**RECORDS FOR THE EXERCISE:**
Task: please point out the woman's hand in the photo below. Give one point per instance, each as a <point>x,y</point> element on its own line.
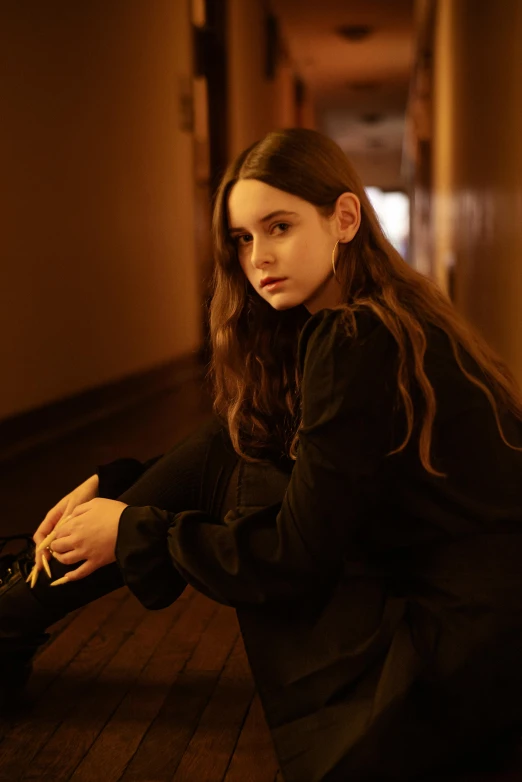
<point>89,533</point>
<point>86,491</point>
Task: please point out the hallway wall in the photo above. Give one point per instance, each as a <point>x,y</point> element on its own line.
<point>98,269</point>
<point>256,103</point>
<point>478,165</point>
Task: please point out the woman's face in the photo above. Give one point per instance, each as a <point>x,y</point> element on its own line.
<point>281,235</point>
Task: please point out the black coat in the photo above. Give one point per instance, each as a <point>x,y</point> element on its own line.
<point>381,607</point>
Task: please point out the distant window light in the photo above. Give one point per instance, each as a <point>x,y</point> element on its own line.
<point>393,211</point>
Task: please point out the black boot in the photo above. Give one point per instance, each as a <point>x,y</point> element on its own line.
<point>22,620</point>
<point>25,613</point>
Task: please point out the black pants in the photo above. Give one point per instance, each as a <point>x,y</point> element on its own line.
<point>201,472</point>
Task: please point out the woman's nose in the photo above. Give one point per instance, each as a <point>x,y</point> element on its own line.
<point>261,252</point>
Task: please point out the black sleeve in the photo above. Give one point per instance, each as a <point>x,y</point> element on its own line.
<point>288,550</point>
<point>118,476</point>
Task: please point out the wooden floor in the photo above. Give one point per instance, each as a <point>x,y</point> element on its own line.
<point>121,693</point>
<point>118,692</point>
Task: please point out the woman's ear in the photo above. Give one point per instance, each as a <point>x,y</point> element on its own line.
<point>347,216</point>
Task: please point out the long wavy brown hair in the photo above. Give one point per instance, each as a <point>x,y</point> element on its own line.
<point>253,367</point>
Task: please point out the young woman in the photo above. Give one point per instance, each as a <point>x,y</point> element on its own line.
<point>357,497</point>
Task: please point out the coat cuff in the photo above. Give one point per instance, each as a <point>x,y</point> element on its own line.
<point>142,556</point>
<point>118,476</point>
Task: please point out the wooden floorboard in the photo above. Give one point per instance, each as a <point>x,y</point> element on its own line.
<point>118,692</point>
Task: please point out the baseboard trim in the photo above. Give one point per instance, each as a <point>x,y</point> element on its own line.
<point>38,427</point>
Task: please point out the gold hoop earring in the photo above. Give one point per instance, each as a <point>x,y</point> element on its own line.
<point>333,259</point>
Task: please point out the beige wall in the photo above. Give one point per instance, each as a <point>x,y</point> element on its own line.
<point>478,164</point>
<point>256,104</point>
<point>98,262</point>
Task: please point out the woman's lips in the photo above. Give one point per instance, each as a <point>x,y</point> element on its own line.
<point>272,286</point>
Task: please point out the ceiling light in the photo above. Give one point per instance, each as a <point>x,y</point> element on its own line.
<point>355,32</point>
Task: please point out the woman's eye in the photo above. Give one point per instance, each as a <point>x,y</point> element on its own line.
<point>243,239</point>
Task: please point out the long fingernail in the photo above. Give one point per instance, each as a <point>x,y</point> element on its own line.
<point>45,542</point>
<point>62,580</point>
<point>45,563</point>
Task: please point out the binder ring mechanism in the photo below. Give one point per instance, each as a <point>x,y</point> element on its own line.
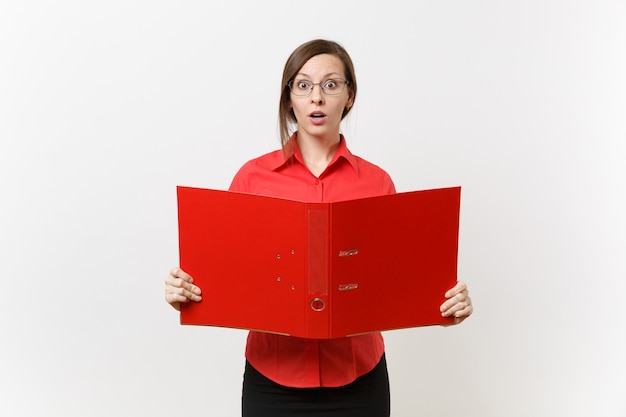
<point>318,304</point>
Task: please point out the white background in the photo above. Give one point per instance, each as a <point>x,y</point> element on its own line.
<point>106,106</point>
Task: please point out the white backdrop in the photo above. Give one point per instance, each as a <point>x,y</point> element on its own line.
<point>106,106</point>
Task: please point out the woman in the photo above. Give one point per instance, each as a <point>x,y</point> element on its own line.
<point>290,376</point>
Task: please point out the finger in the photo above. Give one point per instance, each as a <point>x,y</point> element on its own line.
<point>459,287</point>
<point>458,298</point>
<point>181,295</point>
<point>176,272</point>
<point>461,308</point>
<point>174,282</point>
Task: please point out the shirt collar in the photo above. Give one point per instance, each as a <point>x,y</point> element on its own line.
<point>291,152</point>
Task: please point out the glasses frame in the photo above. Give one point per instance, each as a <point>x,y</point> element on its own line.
<point>345,83</point>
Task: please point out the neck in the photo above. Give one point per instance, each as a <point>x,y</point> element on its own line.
<point>317,152</point>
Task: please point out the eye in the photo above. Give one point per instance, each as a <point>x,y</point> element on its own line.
<point>303,85</point>
<point>331,85</point>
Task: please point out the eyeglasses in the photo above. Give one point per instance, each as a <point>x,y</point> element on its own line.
<point>330,87</point>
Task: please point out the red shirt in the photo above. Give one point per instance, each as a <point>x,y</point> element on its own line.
<point>294,361</point>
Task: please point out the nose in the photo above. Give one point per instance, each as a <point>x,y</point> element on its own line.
<point>317,96</point>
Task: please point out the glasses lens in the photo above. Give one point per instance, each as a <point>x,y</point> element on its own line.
<point>330,87</point>
<point>333,87</point>
<point>301,87</point>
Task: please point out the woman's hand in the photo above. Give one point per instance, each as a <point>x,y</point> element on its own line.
<point>459,304</point>
<point>179,288</point>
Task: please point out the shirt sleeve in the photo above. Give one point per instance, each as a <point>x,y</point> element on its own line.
<point>241,181</point>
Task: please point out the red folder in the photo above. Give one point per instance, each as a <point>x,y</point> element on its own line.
<point>318,270</point>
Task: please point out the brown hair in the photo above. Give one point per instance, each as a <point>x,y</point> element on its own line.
<point>294,63</point>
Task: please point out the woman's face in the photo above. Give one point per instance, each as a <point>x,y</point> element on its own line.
<point>319,114</point>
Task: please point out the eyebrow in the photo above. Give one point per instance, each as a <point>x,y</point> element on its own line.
<point>330,74</point>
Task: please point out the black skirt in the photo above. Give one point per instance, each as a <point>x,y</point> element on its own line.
<point>367,396</point>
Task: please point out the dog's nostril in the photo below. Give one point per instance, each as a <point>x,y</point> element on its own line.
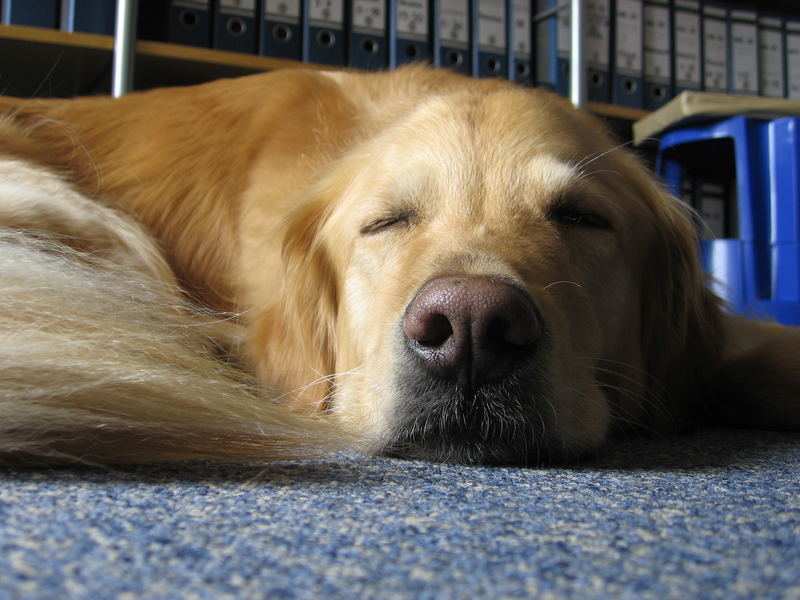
<point>471,329</point>
<point>431,330</point>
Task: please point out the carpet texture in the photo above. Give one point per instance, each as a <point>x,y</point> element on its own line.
<point>712,515</point>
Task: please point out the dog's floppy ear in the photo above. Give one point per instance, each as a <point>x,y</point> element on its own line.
<point>759,383</point>
<point>294,336</point>
<point>681,318</point>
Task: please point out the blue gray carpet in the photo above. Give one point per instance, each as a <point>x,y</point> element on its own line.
<point>711,515</point>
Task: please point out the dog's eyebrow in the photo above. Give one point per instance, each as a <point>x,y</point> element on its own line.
<point>548,172</point>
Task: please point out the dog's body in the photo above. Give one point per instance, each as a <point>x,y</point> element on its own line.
<point>448,268</point>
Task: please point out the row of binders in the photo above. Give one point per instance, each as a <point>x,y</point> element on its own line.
<point>640,53</point>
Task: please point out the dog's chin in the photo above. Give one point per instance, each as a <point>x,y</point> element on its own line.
<point>502,423</point>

**TASK REQUIREMENTS:** Reproduce every one of the records above word for word, leaving the pictures out of your answer.

**TASK RESULT:**
Task: please point out the woman's hand in the photo below. Give one point per instance, each as a <point>x,y</point> element on its own line.
<point>89,533</point>
<point>86,491</point>
Task: please point out the hallway wall in the photo above. Give one point per instance, each as a <point>x,y</point> element on its own line.
<point>98,269</point>
<point>256,103</point>
<point>478,165</point>
Task: please point out the woman's face in the photo above. Give one point per instance, each as a <point>x,y</point> element on its own line.
<point>281,235</point>
Task: please point out the black coat in the photo above. Give one point per instance, each as a <point>x,y</point> element on its own line.
<point>381,607</point>
Task: please point out the distant window light in the photo above. Give one point per instance, each as a <point>x,y</point> element on its own line.
<point>393,211</point>
Task: please point out the black boot in the photo above. Give one point per instance, each as a <point>x,y</point> element on its own line.
<point>22,620</point>
<point>25,613</point>
Task: please point out the black pants in the photo above. Give one point per instance, each as a <point>x,y</point> element on its own line.
<point>201,472</point>
Task: please point out the woman's nose in the photo above. Give one point per instance, each as a <point>x,y</point> element on its own line.
<point>261,252</point>
Task: please point out the black sleeve in the photo above. Give one point per instance, each as a <point>x,y</point> element on its own line.
<point>288,550</point>
<point>118,476</point>
Task: please point out the wooden floor in the photo above. Give one point per instance, each as a <point>x,y</point> element on its own line.
<point>121,693</point>
<point>118,692</point>
Task: please point out the woman's ear in the photo above. Give one point per instance, each as a <point>x,y</point> element on its own line.
<point>347,216</point>
Task: please point out the long wavy brown hair in the photo above. Give one point per instance, each as a <point>x,y</point> element on its own line.
<point>253,367</point>
Task: please point out the young woman in the photo above. Give one point per instance, each as a <point>x,y</point> element on its own line.
<point>357,497</point>
Task: please point out the coat cuff in the photo above. Give one point per instance, each as a <point>x,y</point> element on its own line.
<point>142,556</point>
<point>118,476</point>
Task: please point out the wooden floorboard in the photo above. Give one point per instance, each as a <point>x,y</point> element on its own line.
<point>118,692</point>
Task: please point out the baseboard trim in the photo above. Give one point per instance, each as a <point>x,y</point> element on its own line.
<point>38,427</point>
Task: please point out the gold hoop earring in the photo above. Give one point per instance, each as a <point>x,y</point> element on its own line.
<point>333,259</point>
Task: please point out the beige wall in the photo above. Give one point per instance, each as a <point>x,y</point> element on its own line.
<point>478,164</point>
<point>256,104</point>
<point>98,262</point>
Task: please point out the woman's lips in the photo above. Give one point per instance, each as a <point>x,y</point> element on its own line.
<point>272,286</point>
Task: please point out the ceiling light in the photo above. Give one point per instance, each as a <point>x,y</point> element on its own line.
<point>355,32</point>
Task: please point out the woman's eye in the photo above. Give one point per instance, each as a <point>x,y</point> element on its own line.
<point>243,239</point>
Task: please point out the long fingernail in the photo above. Give one point per instance, each as a <point>x,y</point> element on its own line.
<point>45,542</point>
<point>62,580</point>
<point>45,563</point>
Task: please point out the binder ring mechanism in the photo below. Give one point per instance, each as a <point>x,y</point> element on its own line.
<point>318,304</point>
Task: please point out the white background in the photo above. Give one point per instance, each as a <point>x,y</point> element on its own line.
<point>106,106</point>
Task: please point out the white backdrop in the photo above. Give one point per instance, each as a <point>x,y</point> element on its own line.
<point>106,106</point>
Task: please point out the woman in the photo above. Give one point per instance, each as a <point>x,y</point> element on its own line.
<point>290,376</point>
Task: please point out the finger in the photo above. Give one point per instance, each as a <point>x,y</point> element on its own line.
<point>459,287</point>
<point>458,298</point>
<point>181,295</point>
<point>176,272</point>
<point>461,308</point>
<point>174,282</point>
Task: please point out the shirt collar in the photo above. Give one point per instance, each as a <point>x,y</point> element on its own line.
<point>291,152</point>
Task: please point out the glasses frame in the photo above. Give one point per instance, each as a <point>x,y</point> element on its own line.
<point>345,83</point>
Task: please point out the neck in the photo above. Give one point per instance, each as a <point>x,y</point> element on its own line.
<point>317,152</point>
Task: please point out the eye in the photo above. Give one point per instance, each as a <point>x,y</point> element on its own line.
<point>303,85</point>
<point>331,85</point>
Task: please point out the eyeglasses in the photo above. Give one point per instance, each as a <point>x,y</point> element on its own line.
<point>330,87</point>
Task: please point out the red shirt in the photo above. Give one point per instance, each as a <point>x,y</point> element on its own line.
<point>294,361</point>
Task: please point out the nose in the photo above. Give one point per instance, each as a <point>x,y</point> element on its own line.
<point>317,96</point>
Task: please point out the glasses lens in the photo above. Give one point per instance, each as a <point>x,y</point> element on its own line.
<point>330,87</point>
<point>333,87</point>
<point>301,87</point>
Task: please point out the woman's hand in the photo above. Give one point per instance, each as a <point>x,y</point> element on its own line.
<point>459,304</point>
<point>179,288</point>
Task: please point out the shirt sleeve in the photo above. Give one point per instance, each as a <point>x,y</point> element on its own line.
<point>241,181</point>
Task: please point out the red folder in the photo above. Give one point per instance, each as a <point>x,y</point> element on its own line.
<point>318,270</point>
Task: please point out the brown hair in the photo above. Give one point per instance, each as a <point>x,y</point> element on its own line.
<point>294,63</point>
Task: please point out the woman's face in the photo above. Give one point per instance, each as a <point>x,y</point> element on its own line.
<point>319,114</point>
Task: please point out the eyebrow in the photo above. Give one point per instance, each as a <point>x,y</point> element on its own line.
<point>330,74</point>
Task: please point out the black skirt in the photo above. Give one point per instance, each as a <point>x,y</point> element on its own line.
<point>367,396</point>
Task: please point out the dog's nostril in the photo below. Give one point per instance, each as a <point>x,y</point> element on its own line.
<point>471,329</point>
<point>431,330</point>
Task: please point out the carpet texture in the photo above. Give one point per instance, each as a <point>x,y</point> element on its own line.
<point>712,515</point>
Task: please point out the dog's floppy ear in the photo above. Give one point per instance, each as a <point>x,y</point> element on its own line.
<point>759,383</point>
<point>294,336</point>
<point>681,318</point>
Task: please point out the blue gray carpet in the photo above. Give one point per instance, each as a <point>x,y</point> element on its own line.
<point>711,515</point>
Task: please point out the dog's eyebrow in the photo above. Give one point per instance, each as a <point>x,y</point> element on its own line.
<point>548,172</point>
Task: please point out the dog's body in the photo above. Give one point per instance, each as a <point>x,y</point> element on its own line.
<point>448,268</point>
Task: please point out the row of binders in the photo above. Give one point per instance, each as a <point>x,y</point> element on its own line.
<point>640,53</point>
Task: please point out the dog's chin in the photo above. Give one point per instance, each as a <point>x,y</point> element on its own line.
<point>502,423</point>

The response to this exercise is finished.